# [Passage]

Climate change…. Can anyone really argue with the volume of research and data that proves that the global warming effects are being caused by humans? That industry, infrastructure, and the needs of humans are causing changing tides, seasons, and generally rising temperatures across the planet?
Because of this we find ourselves needing to take more measures to manage the way we live in order to maintain the living standards we’ve become accustomed to.
In particular, we are spending increasing amounts of time indoors, avoiding the elements, and while we do, the fact is we’re damaging those elements.
And air conditioning, a relatively-new invention, is subsequently becoming more and more necessary to manage the temperature within buildings.
One question that I’ve asked myself and my peers many a time, is why are we not building better to accommodate the effects of the elements?
My argument is that in a lot of cases, we’re avoiding the obvious.
To build with the effect of the elements in mind, we’re utilising technology in cooling that does quite the opposite.

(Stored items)

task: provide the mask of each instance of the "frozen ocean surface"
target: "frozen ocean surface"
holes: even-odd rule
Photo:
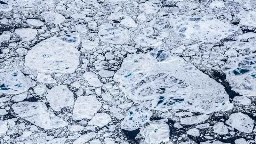
[[[256,144],[254,0],[0,0],[0,144]]]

# [Task to carry out]
Return the part of the climate change text starting with "Because of this" and going on through "quite the opposite.", copied exactly. Rely only on the text about climate change and building design.

# [Solution for this task]
Because of this we find ourselves needing to take more measures to manage the way we live in order to maintain the living standards we’ve become accustomed to.
In particular, we are spending increasing amounts of time indoors, avoiding the elements, and while we do, the fact is we’re damaging those elements.
And air conditioning, a relatively-new invention, is subsequently becoming more and more necessary to manage the temperature within buildings.
One question that I’ve asked myself and my peers many a time, is why are we not building better to accommodate the effects of the elements?
My argument is that in a lot of cases, we’re avoiding the obvious.
To build with the effect of the elements in mind, we’re utilising technology in cooling that does quite the opposite.